### EXERCISE TEXT
========

The End of Restaurants As We Knew Them, and What Comes After

by Corey Mintz

Pub Date: Nov. 16th, 2021
ISBN: 978-1-5417-5840-7
Publisher: PublicAffairs

A flinty-eyed look at the world of food and how the pandemic has exposed some of its uglier aspects.

“My quest is nothing less than figuring out how to eat restaurant food and not be an asshole,” writes Mintz, who became a restaurant reviewer after working as a chef, a career trajectory that’s rarer than one might think. That the restaurant world died, by his lights, in 2020 doesn’t mean it won’t come back. However, it must shed some bad associations. For one, the author zeroes in on the genius chef who delivers abusive tirades on line cooks and servers, his nose stuffed with cocaine, his belly full of booze. Such people exist, Mintz allows, but their time has passed, and many have fallen (think Mario Batali). Why the drugs? Why does every cook, it seems, smoke? Because those chefs set insane paces, and “smoking is often the only excuse, during a long day, for leaving the kitchen or getting off your feet.” Those long hours are usually rewarded with substandard pay, and of course the whole restaurant world operates on tips, which Mintz neatly links to Reconstruction-era evasions of paying emancipated slaves a fair wage—an evasion now applied to a demographic heavy on women and immigrants. Regarding the latter, Mintz counsels that a little family-run kitchen on the outskirts of town is your best bet since the inner core is too expensive except for the giants. He advises that we order food to be delivered directly from the restaurant and not by third-party delivery services, which he considers predatory; that tips be paid in cash; that diners not chase the newest restaurant on the block (“Restaurants are built to age gradually into their best selves. The moment at which we shower them with attention is precisely when they’re not ready for it”); and that we value food and its providers more than we now do, once we emerge from the bunker.

========

### TASK REQUIREMENTS
1. Please rewrite the review from "The End of Restaurants" up to and including "its uglier aspects.", putting "crisis" in place of "pandemic".
2. In the review, what job did Mintz hold before he became a restaurant reviewer?

========

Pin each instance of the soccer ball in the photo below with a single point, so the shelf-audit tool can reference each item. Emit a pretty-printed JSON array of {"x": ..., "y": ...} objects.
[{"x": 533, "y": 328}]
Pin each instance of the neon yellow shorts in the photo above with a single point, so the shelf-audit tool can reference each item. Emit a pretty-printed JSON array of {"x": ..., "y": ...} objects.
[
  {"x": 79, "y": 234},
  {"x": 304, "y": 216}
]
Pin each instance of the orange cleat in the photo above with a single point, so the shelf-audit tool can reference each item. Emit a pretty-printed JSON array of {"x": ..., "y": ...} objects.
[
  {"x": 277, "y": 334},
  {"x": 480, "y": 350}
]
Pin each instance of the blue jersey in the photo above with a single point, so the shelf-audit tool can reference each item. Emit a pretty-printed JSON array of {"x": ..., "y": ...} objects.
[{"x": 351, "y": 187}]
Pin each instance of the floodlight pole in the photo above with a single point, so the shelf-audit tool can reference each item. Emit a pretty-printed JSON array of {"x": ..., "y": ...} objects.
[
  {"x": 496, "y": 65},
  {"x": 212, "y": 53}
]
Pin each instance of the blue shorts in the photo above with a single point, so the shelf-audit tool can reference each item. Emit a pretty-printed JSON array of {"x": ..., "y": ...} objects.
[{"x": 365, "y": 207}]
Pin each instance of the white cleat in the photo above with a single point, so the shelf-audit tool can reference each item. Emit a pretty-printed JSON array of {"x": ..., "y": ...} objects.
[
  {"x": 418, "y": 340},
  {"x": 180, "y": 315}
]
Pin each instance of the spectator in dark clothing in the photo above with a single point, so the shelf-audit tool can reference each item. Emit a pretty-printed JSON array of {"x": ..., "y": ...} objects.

========

### SOLUTION SET
1.
The End of Restaurants As We Knew Them, and What Comes After

by Corey Mintz

Pub Date: Nov. 16th, 2021
ISBN: 978-1-5417-5840-7
Publisher: PublicAffairs

A flinty-eyed look at the world of food and how the crisis has exposed some of its uglier aspects.

2. He worked as a chef.